_PROMPT 1_.
In the MD-RCNN article, what type of network is used to fuse the structured and unstructured features?
_PROMPT 2_.
Please return the passage of the MD-RCNN article that begins at the words "https://doi.org/10.1016/j.future.2018.09.031Get rights and" and stops after "of second class.".
_PROMPT 3_.
Summarize the MD-RCNN article in two sentences.

_DOCUMENT TEXT_.
------------------------------

Recurrent convolutional neural network based multimodal disease risk prediction

https://doi.org/10.1016/j.future.2018.09.031Get rights and content

Highlights

  • We propose a new MD-RCNN for disease risk prediction.

  • We propose a feature fusion scheme based on DBN.

  • We experiment with the medical big data of a Chinese grade-A hospital of second class.

Abstract

With the rapid growth of biomedical and healthcare data, machine learning methods are used in more and more work to predict disease risk. However, most works use single-mode data to predict disease risk and only few works use multimodal data to predict disease risk. Thus, a new multimodal data-based recurrent convolutional neural network (MD-RCNN) for disease risk prediction is proposed. This model not only can use patient’s structured data and text data, but also can extract structured and unstructured features in fine-grained. Furthermore, in order to obtain the highly non-linear relationships between structured data and unstructured data, we use deep belief network (DBN)to fuse the features. Finally, we experiment with the medical big data of a Chinese two grade hospital during 2013–2015. Experimental results show that the accuracy of MD-RCNN algorithm can reaches 96% and outperforms several state-of-the-art methods.

Introduction

According to McKinsey Report [1], half of Americans suffer from chronic diseases. Furthermore, America spends 27 thousand billion dollars on chronic diseases every year. That accounts for 18% of the annual GDP of America [2]. This situation is also common in other countries. For example, in china, the rate of death rises continuously, accounting for 86.6% of total number of dead people [3]. Therefore, it is crucial to predict the risk of chronic diseases [4].

With the development of deep learning [5] and wearable computing [6], [7], more and more researches predict disease risks from the perspective of big data analysis [8], [9]. Especially, electronic medical record (EHR) [10] becomes more and more convenient. The statistical information [11], detection result and medical history of patients are all recorded in EHR [12]. With some advanced information fusion mechanisms based on distributed systems like [13], data collected from different types of medical sensors and wearables can be used to enhance the information accuracy [14]. Therefore, the potential opportunity centering on data is offered for us to research medical treatment cases and decrease expenditure. For the risk prediction of chronic diseases, many researchers improve the accuracy of risk classification by automatically extracting features from a large amount of structured data [15], rather than the previously selected characteristics [16], [17]. Such as, Yang et al. [18] introduced a multi-label learning algorithm based on convolutional neural network (CNN). Under this algorithm, features can be extracted automatically from EHR for diagnosing diseases.

Furthermore, some research tried to use unstructured text data to predict the risk of chronic diseases [19], [20]. Weng et al. [21] used machine learning technology based on natural language processingto extract features for classification of clinical diagnosis. Jonnagaddala et al. [22] used unstructured electronic medical treatment record to operate text mining for predicting the risk of coronary artery disease. Framingham risk scoring was used to evaluate and calculate the risk of coronary heart disease in ten years, and imputation strategy was used to compensate the lost information. Khalifa et al. [23] suggested using clinical record to evaluate cardiovascular danger factors. However, most existing disease risk assessment schemes only considered structured data or unstructured data [24]. Few works considered multimodal disease risk assessment. For example, Chen et al. [25] propose multimodal disease risk prediction algorithm based on CNN (CNN-MDRP). The result indicated that the combination of structured data and unstructured data could improve the accuracy of model comparing with the only use of text data.

------------------------------

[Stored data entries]

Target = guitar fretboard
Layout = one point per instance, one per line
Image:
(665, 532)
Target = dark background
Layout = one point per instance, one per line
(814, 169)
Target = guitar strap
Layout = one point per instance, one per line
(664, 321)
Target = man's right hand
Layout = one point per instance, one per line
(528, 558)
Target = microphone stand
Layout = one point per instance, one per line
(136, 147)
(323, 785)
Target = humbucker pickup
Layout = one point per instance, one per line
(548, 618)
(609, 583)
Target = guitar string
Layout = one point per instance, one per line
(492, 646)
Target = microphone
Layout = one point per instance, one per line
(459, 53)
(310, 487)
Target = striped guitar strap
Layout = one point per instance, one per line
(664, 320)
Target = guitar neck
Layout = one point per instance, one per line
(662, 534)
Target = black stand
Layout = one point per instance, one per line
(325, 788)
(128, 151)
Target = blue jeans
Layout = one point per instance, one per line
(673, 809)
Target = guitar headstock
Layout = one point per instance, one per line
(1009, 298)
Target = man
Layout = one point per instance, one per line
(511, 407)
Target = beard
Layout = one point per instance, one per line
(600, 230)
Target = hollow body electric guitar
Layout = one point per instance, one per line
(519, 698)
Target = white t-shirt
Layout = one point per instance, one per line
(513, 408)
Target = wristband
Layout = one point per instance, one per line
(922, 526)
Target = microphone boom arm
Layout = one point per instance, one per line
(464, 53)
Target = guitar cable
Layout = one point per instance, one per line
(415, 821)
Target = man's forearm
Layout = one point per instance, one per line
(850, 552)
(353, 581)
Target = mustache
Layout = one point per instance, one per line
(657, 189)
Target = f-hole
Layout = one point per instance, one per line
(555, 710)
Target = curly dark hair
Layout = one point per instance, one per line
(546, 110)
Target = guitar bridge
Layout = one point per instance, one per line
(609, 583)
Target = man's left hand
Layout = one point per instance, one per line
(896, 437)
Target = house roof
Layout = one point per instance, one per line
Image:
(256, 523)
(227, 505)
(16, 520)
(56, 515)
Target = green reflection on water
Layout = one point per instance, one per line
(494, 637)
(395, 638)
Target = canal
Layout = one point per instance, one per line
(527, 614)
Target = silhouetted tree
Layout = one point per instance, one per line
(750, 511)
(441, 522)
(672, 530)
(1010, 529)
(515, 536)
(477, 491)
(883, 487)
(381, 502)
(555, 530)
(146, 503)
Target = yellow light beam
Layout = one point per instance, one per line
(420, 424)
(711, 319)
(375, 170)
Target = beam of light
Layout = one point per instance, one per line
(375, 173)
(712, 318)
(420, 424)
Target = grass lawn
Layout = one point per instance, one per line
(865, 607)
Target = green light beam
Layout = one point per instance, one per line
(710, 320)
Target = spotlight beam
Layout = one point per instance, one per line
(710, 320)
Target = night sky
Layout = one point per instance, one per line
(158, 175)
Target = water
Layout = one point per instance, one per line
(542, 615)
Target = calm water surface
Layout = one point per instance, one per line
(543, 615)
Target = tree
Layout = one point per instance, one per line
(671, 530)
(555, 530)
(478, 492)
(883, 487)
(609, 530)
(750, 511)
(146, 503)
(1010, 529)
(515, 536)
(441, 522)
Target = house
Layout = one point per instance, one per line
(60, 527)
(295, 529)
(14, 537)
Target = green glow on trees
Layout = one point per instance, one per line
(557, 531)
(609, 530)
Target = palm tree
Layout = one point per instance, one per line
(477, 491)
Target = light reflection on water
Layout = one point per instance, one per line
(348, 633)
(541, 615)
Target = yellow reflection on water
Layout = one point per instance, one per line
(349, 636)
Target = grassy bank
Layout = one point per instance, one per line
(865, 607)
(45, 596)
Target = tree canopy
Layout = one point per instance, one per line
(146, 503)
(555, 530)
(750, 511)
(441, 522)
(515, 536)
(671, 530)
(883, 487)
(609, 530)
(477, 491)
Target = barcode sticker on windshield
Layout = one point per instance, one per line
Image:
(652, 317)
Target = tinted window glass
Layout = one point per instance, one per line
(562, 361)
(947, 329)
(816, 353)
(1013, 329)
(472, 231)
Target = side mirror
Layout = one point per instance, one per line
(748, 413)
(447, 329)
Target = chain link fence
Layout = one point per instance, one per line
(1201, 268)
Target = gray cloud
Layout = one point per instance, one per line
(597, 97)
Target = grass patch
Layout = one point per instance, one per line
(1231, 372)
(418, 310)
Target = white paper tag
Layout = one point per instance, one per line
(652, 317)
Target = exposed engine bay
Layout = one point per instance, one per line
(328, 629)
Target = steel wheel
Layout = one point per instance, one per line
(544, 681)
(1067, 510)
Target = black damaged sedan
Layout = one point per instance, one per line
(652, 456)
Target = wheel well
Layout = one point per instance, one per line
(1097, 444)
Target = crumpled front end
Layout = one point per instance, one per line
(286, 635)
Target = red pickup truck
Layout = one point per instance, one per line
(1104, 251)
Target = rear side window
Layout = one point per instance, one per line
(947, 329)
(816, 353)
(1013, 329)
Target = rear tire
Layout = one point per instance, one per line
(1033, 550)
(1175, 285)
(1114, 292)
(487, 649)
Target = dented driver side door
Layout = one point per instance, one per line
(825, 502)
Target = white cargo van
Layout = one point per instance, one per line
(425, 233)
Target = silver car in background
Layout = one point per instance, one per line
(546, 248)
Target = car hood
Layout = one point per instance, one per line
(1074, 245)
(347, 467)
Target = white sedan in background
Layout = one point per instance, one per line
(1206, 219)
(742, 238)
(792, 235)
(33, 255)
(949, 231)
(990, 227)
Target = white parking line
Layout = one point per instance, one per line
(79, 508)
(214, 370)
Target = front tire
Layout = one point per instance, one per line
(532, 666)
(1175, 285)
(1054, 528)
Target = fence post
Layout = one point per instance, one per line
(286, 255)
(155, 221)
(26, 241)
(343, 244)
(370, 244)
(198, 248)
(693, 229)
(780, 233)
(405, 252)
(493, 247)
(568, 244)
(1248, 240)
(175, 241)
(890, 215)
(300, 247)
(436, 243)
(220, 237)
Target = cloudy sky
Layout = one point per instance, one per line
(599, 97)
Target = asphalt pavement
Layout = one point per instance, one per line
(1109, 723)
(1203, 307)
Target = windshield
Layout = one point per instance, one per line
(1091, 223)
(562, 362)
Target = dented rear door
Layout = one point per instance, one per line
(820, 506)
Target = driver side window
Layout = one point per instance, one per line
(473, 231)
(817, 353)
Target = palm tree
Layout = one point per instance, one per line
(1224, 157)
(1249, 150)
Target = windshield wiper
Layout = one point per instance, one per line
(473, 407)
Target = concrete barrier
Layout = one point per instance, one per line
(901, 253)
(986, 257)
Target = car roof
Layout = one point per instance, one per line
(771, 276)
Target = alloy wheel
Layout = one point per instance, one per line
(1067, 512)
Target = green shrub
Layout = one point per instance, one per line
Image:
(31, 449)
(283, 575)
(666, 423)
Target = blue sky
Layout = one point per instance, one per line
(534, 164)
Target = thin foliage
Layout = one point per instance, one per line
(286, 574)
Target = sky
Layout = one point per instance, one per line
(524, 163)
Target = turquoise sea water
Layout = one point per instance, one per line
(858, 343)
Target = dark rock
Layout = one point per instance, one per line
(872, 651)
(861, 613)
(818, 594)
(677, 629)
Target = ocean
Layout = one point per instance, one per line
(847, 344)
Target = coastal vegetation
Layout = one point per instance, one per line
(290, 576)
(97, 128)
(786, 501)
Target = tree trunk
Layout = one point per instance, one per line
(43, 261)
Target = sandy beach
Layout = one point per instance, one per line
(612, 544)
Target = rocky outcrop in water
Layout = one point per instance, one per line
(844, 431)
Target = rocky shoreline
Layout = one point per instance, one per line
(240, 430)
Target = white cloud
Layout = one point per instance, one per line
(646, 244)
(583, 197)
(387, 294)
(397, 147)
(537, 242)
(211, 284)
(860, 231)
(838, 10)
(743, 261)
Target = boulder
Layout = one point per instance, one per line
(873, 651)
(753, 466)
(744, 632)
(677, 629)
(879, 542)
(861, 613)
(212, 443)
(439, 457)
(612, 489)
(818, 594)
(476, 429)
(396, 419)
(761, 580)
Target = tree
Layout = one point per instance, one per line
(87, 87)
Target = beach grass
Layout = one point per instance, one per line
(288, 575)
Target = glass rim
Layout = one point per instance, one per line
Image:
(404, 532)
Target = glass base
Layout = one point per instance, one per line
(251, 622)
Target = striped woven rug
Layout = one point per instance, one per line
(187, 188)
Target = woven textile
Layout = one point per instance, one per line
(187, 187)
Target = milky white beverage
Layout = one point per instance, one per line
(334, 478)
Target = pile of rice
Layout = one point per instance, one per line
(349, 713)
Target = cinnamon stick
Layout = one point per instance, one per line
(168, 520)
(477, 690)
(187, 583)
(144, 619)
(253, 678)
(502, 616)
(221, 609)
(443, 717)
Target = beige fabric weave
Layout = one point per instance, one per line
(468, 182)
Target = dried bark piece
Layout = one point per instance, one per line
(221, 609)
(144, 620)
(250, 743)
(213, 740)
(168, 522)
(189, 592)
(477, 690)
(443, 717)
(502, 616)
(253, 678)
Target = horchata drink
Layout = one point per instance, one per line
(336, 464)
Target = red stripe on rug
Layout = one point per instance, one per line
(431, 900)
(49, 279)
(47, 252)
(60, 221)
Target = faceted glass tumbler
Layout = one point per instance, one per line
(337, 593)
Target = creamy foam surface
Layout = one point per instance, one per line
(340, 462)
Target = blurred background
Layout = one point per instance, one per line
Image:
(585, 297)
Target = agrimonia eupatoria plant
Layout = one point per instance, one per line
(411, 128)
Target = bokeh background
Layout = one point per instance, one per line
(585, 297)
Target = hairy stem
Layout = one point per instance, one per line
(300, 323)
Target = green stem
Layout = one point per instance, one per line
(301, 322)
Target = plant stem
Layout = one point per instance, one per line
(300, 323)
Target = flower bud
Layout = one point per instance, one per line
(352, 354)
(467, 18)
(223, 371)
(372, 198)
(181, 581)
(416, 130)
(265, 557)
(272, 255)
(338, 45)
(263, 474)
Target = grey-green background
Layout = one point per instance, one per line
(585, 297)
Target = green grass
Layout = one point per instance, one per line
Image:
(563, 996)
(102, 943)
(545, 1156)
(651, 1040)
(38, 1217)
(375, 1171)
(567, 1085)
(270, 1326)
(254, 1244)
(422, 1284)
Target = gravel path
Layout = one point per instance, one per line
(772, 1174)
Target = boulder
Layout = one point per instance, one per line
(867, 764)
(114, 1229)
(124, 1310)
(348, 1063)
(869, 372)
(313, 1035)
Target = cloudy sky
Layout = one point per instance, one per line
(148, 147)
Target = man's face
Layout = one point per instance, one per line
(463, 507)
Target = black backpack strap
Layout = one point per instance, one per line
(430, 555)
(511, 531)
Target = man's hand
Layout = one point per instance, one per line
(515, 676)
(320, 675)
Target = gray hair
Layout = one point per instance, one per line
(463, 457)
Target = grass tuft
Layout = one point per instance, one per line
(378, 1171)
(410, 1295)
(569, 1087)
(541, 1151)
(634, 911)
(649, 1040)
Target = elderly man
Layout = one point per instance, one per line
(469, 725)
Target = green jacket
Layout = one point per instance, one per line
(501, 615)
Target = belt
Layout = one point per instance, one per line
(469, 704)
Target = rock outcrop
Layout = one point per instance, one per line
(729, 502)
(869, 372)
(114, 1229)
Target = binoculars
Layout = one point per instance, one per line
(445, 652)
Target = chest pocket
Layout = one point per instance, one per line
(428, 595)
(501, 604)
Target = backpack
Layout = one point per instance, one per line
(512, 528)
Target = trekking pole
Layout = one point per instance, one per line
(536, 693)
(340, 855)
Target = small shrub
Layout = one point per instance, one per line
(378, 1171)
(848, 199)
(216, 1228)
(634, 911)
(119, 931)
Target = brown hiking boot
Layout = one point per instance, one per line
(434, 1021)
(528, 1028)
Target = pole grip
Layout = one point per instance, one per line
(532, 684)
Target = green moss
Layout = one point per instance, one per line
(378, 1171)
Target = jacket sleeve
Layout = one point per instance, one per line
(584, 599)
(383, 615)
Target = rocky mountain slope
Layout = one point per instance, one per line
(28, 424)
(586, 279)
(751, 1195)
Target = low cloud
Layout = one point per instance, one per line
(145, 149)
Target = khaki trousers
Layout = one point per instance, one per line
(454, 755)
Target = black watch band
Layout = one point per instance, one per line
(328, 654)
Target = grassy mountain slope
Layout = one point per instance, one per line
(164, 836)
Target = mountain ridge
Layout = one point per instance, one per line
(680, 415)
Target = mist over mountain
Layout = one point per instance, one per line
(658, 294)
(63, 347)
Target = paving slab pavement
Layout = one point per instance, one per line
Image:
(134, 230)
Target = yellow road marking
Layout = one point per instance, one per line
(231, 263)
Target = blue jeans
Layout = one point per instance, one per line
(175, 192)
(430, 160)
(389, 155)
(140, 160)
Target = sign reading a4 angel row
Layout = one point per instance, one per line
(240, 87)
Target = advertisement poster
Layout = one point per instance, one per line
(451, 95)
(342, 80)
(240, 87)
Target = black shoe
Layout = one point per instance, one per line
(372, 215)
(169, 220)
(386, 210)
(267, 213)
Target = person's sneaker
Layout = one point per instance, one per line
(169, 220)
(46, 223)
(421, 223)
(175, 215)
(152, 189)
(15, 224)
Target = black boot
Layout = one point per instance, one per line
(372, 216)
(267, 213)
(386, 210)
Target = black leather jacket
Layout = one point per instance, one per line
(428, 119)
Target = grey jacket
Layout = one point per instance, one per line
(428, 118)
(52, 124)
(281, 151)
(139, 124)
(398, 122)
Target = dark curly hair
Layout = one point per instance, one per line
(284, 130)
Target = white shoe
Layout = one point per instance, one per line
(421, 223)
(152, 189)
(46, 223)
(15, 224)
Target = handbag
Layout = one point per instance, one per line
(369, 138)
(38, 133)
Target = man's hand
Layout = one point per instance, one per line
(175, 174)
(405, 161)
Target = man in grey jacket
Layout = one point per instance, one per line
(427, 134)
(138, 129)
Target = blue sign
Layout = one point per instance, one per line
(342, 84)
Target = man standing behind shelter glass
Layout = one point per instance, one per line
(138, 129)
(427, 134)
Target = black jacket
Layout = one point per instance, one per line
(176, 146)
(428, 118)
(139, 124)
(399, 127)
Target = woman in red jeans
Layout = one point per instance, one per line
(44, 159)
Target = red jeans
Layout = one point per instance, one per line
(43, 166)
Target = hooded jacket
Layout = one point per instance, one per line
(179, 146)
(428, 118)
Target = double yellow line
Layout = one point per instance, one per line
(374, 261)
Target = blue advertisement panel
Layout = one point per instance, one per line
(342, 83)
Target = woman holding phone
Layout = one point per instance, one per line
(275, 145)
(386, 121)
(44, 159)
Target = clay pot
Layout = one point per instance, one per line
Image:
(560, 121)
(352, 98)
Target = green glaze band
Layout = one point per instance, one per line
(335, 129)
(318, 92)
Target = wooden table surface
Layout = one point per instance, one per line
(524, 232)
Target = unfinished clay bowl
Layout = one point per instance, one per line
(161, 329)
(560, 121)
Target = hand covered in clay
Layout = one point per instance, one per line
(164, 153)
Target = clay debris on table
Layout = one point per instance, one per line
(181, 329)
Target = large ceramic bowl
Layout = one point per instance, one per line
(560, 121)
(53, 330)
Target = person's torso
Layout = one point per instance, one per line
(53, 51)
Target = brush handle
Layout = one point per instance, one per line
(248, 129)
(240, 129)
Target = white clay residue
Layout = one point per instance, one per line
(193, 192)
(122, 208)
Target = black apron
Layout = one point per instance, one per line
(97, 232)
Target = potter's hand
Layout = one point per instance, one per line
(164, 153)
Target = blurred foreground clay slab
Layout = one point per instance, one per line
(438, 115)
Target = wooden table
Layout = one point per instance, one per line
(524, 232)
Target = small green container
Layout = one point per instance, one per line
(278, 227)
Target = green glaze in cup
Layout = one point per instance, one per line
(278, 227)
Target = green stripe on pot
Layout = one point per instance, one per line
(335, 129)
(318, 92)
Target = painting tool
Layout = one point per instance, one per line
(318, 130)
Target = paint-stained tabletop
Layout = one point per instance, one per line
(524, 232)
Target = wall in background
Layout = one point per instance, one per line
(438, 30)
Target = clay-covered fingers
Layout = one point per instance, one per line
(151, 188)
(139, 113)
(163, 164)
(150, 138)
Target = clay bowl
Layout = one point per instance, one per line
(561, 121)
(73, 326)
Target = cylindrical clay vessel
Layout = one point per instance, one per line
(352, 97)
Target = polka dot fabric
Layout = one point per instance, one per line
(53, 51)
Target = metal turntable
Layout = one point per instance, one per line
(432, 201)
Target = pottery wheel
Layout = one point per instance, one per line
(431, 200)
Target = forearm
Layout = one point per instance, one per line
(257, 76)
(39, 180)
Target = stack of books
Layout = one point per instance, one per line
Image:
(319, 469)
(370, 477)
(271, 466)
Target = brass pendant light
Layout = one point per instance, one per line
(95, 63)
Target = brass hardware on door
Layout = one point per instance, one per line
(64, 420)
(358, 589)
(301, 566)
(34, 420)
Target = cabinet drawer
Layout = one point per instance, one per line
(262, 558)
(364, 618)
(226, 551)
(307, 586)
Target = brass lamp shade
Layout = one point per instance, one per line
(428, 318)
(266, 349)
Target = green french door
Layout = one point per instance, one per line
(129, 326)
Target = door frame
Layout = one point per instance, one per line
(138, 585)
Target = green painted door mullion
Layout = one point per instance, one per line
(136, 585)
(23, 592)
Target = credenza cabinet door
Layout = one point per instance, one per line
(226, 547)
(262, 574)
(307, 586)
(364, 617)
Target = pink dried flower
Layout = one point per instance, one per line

------------------------------

_EXERCISE ANSWER 1_.
A deep belief network (DBN).

_EXERCISE ANSWER 2_.
https://doi.org/10.1016/j.future.2018.09.031Get rights and content

Highlights

  • We propose a new MD-RCNN for disease risk prediction.

  • We propose a feature fusion scheme based on DBN.

  • We experiment with the medical big data of a Chinese grade-A hospital of second class.

_EXERCISE ANSWER 3_.
The MD-RCNN article proposes a multimodal data-based recurrent convolutional neural network for disease risk prediction that uses patients' structured and text data and fuses their features with a deep belief network, since most earlier works relied on a single mode of data. When tested on 2013–2015 medical big data from a Chinese hospital, the model reaches 96% accuracy and outperforms several state-of-the-art methods.